- _Data in this exercise_
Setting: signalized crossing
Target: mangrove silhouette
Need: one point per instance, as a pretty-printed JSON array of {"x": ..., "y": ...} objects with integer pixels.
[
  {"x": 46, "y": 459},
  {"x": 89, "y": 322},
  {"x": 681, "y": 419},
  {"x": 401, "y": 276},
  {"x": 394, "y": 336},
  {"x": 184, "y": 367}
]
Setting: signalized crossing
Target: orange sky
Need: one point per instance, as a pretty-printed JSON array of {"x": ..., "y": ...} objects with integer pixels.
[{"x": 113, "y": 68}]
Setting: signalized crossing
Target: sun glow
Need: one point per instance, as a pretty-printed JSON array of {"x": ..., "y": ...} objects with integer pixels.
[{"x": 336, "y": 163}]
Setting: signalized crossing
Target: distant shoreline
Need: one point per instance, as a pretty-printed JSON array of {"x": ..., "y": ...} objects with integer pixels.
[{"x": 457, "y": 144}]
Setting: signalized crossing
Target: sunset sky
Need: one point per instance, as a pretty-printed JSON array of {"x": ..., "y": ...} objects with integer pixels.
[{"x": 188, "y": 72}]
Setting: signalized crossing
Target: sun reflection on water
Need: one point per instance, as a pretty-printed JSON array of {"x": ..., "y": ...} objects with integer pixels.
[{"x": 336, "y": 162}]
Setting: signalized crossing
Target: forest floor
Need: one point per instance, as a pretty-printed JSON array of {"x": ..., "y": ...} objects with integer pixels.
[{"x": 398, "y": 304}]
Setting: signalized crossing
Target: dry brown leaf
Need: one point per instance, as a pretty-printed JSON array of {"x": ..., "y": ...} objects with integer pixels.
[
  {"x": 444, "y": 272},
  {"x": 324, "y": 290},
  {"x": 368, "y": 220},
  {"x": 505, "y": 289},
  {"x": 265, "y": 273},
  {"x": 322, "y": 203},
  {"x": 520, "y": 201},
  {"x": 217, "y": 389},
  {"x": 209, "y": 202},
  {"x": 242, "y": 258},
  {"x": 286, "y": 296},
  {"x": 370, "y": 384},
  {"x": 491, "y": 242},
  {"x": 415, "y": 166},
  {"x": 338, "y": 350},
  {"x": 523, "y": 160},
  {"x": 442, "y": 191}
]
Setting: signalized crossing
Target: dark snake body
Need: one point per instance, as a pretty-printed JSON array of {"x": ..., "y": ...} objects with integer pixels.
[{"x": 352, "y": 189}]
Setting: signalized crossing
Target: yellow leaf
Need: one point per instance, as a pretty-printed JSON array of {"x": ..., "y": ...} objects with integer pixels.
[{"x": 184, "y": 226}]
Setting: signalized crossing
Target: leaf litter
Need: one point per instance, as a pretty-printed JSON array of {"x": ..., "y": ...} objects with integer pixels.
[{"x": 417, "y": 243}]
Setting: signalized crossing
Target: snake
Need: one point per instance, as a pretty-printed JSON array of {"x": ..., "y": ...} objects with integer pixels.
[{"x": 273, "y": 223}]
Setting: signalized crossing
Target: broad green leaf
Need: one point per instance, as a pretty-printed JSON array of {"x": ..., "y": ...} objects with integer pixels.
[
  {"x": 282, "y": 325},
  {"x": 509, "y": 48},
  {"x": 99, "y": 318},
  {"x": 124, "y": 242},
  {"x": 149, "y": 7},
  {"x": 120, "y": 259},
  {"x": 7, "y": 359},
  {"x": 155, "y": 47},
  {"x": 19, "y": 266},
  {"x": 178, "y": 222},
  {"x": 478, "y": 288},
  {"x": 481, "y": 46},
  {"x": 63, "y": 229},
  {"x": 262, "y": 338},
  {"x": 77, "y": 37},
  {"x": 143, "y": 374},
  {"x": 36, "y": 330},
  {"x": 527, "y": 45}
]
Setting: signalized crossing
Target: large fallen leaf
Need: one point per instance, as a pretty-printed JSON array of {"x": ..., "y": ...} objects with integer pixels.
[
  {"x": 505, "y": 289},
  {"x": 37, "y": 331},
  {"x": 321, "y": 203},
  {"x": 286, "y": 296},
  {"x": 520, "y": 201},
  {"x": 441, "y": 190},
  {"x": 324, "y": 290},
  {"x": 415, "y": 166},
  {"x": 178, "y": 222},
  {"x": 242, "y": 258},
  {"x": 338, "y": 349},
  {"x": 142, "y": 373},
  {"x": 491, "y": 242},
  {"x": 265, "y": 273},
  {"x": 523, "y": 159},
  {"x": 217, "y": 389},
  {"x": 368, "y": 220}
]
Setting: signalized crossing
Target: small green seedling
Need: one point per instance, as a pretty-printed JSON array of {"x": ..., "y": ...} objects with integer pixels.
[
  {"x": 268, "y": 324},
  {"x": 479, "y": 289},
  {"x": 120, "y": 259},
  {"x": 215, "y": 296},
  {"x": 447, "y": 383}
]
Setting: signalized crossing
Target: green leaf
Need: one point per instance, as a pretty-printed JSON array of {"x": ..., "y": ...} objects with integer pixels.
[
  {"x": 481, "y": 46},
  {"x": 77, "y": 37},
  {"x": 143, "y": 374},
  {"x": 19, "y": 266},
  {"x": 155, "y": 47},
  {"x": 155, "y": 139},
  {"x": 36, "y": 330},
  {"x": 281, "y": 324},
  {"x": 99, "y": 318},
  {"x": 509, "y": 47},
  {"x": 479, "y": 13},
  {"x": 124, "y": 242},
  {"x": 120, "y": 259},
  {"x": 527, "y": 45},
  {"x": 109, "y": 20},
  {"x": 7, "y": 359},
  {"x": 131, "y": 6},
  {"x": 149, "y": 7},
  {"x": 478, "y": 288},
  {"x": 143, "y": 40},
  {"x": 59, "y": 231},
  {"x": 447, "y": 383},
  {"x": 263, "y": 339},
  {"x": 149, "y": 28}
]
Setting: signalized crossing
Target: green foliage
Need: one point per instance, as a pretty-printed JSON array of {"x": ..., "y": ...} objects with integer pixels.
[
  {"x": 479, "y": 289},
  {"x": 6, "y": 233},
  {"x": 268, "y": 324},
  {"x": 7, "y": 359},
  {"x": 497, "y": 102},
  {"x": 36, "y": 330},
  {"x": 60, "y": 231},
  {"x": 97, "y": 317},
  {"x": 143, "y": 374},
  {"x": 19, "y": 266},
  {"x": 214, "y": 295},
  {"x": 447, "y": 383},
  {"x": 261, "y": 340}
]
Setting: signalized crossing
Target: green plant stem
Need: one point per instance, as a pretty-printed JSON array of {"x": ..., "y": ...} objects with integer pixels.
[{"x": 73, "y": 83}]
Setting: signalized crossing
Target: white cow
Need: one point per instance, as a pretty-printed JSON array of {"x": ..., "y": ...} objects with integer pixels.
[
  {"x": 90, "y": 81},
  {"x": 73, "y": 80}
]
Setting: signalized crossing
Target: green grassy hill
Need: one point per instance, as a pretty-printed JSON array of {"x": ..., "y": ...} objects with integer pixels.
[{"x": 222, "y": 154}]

- _To do_
Extract every record and return it verbatim.

- _Answer to the exercise_
Setting: signalized crossing
Target: mangrove silhouette
Need: one point per instance, as a pretty-printed JSON array of {"x": ..., "y": ...} objects with integer pixels.
[
  {"x": 46, "y": 459},
  {"x": 89, "y": 322},
  {"x": 681, "y": 419},
  {"x": 401, "y": 276},
  {"x": 394, "y": 336},
  {"x": 184, "y": 367}
]
Setting: signalized crossing
Target: orange sky
Need: one point per instance, as a pretty-printed JSON array of {"x": ..., "y": ...} objects with integer pixels.
[{"x": 113, "y": 68}]
Setting: signalized crossing
Target: sun glow
Need: one point per instance, as a pretty-printed JSON array of {"x": ..., "y": ...} objects with integer pixels.
[{"x": 336, "y": 163}]
Setting: signalized crossing
Target: distant shoreline
Need: one point per instance, as a pretty-printed JSON array of {"x": ..., "y": ...} objects with integer pixels.
[{"x": 457, "y": 144}]
Setting: signalized crossing
Target: sunset sky
Need: one point per instance, as a pretty-printed JSON array of {"x": ..., "y": ...} objects with integer pixels.
[{"x": 188, "y": 72}]
Setting: signalized crossing
Target: sun reflection on water
Need: one point per instance, as a pretty-printed JSON array of {"x": ..., "y": ...} objects with integer pixels.
[{"x": 336, "y": 162}]
Setting: signalized crossing
Target: forest floor
Need: one point per instance, as a pretty-printed JSON array of {"x": ..., "y": ...} objects with integer pixels.
[{"x": 398, "y": 304}]
Setting: signalized crossing
Target: dry brown leaf
Need: one point per instance, as a pretty-printed JSON array of {"x": ..., "y": ...} objects with integer pixels.
[
  {"x": 444, "y": 272},
  {"x": 324, "y": 290},
  {"x": 368, "y": 220},
  {"x": 505, "y": 289},
  {"x": 265, "y": 273},
  {"x": 322, "y": 203},
  {"x": 520, "y": 201},
  {"x": 217, "y": 389},
  {"x": 209, "y": 202},
  {"x": 242, "y": 258},
  {"x": 286, "y": 296},
  {"x": 370, "y": 384},
  {"x": 491, "y": 242},
  {"x": 415, "y": 166},
  {"x": 338, "y": 350},
  {"x": 523, "y": 160},
  {"x": 442, "y": 191}
]
Setting: signalized crossing
Target: dark snake body
Need: one point per instance, as a pretty-printed JSON array of {"x": ..., "y": ...} objects with integer pixels.
[{"x": 352, "y": 189}]
Setting: signalized crossing
Target: yellow leaf
Need: one point per instance, as a pretty-printed JSON array of {"x": ..., "y": ...} objects with integer pixels.
[{"x": 184, "y": 226}]
Setting: signalized crossing
Target: leaf litter
Need: one point per instance, as a pretty-printed JSON array of {"x": ..., "y": ...} objects with integer pixels.
[{"x": 417, "y": 243}]
Setting: signalized crossing
Target: snake
Need: one point per instance, as a pretty-printed JSON array of {"x": ..., "y": ...} objects with integer pixels.
[{"x": 273, "y": 223}]
Setting: signalized crossing
Target: broad green leaf
Need: one point per instance, as a pretty-printed JSON array of {"x": ..., "y": ...} objects with integer pixels.
[
  {"x": 282, "y": 325},
  {"x": 509, "y": 48},
  {"x": 99, "y": 318},
  {"x": 124, "y": 242},
  {"x": 149, "y": 7},
  {"x": 120, "y": 259},
  {"x": 7, "y": 359},
  {"x": 155, "y": 47},
  {"x": 19, "y": 266},
  {"x": 178, "y": 222},
  {"x": 478, "y": 288},
  {"x": 481, "y": 46},
  {"x": 63, "y": 229},
  {"x": 262, "y": 338},
  {"x": 77, "y": 37},
  {"x": 143, "y": 374},
  {"x": 36, "y": 330},
  {"x": 527, "y": 45}
]
Setting: signalized crossing
Target: large fallen leaf
Need: one point per instance, as a pretty-printed JSON array of {"x": ..., "y": ...} objects with integer pixels.
[
  {"x": 505, "y": 289},
  {"x": 37, "y": 331},
  {"x": 321, "y": 203},
  {"x": 286, "y": 296},
  {"x": 520, "y": 201},
  {"x": 441, "y": 190},
  {"x": 324, "y": 290},
  {"x": 415, "y": 166},
  {"x": 178, "y": 222},
  {"x": 242, "y": 258},
  {"x": 338, "y": 349},
  {"x": 142, "y": 373},
  {"x": 491, "y": 242},
  {"x": 265, "y": 273},
  {"x": 523, "y": 159},
  {"x": 217, "y": 389},
  {"x": 368, "y": 220}
]
Setting: signalized crossing
Target: small green seedling
Need: one point per instance, as a pretty-printed JSON array of {"x": ..., "y": ...} objects with integer pixels.
[
  {"x": 268, "y": 324},
  {"x": 479, "y": 289},
  {"x": 120, "y": 259},
  {"x": 215, "y": 296},
  {"x": 447, "y": 383}
]
Setting: signalized crossing
Target: green leaf
Need: one point per instance, as a pretty-printed JSON array of {"x": ..., "y": ...} objects with integer pixels.
[
  {"x": 481, "y": 46},
  {"x": 77, "y": 37},
  {"x": 143, "y": 374},
  {"x": 19, "y": 266},
  {"x": 155, "y": 47},
  {"x": 155, "y": 139},
  {"x": 36, "y": 330},
  {"x": 281, "y": 324},
  {"x": 99, "y": 318},
  {"x": 509, "y": 47},
  {"x": 479, "y": 13},
  {"x": 124, "y": 242},
  {"x": 120, "y": 259},
  {"x": 527, "y": 45},
  {"x": 109, "y": 20},
  {"x": 7, "y": 359},
  {"x": 131, "y": 6},
  {"x": 149, "y": 7},
  {"x": 478, "y": 288},
  {"x": 143, "y": 40},
  {"x": 59, "y": 231},
  {"x": 447, "y": 383},
  {"x": 263, "y": 339},
  {"x": 149, "y": 28}
]
Setting: signalized crossing
Target: green foliage
Need: one point per instance, as a pretty-printed JSON array of {"x": ..., "y": ...} objects with integer pixels.
[
  {"x": 479, "y": 289},
  {"x": 6, "y": 233},
  {"x": 268, "y": 324},
  {"x": 7, "y": 359},
  {"x": 497, "y": 102},
  {"x": 36, "y": 330},
  {"x": 60, "y": 231},
  {"x": 97, "y": 317},
  {"x": 143, "y": 374},
  {"x": 19, "y": 266},
  {"x": 214, "y": 295},
  {"x": 447, "y": 383},
  {"x": 261, "y": 340}
]
Setting: signalized crossing
Target: green plant stem
Need: one point per instance, as a pretty-printed JSON array of {"x": ..., "y": ...} objects with integer pixels.
[{"x": 73, "y": 83}]
Setting: signalized crossing
Target: white cow
Need: one point per instance, as a pretty-printed JSON array of {"x": ..., "y": ...} objects with integer pixels.
[
  {"x": 90, "y": 81},
  {"x": 73, "y": 80}
]
Setting: signalized crossing
Target: green grassy hill
Need: one point per instance, as a pretty-printed JSON array of {"x": ..., "y": ...} objects with integer pixels.
[{"x": 222, "y": 154}]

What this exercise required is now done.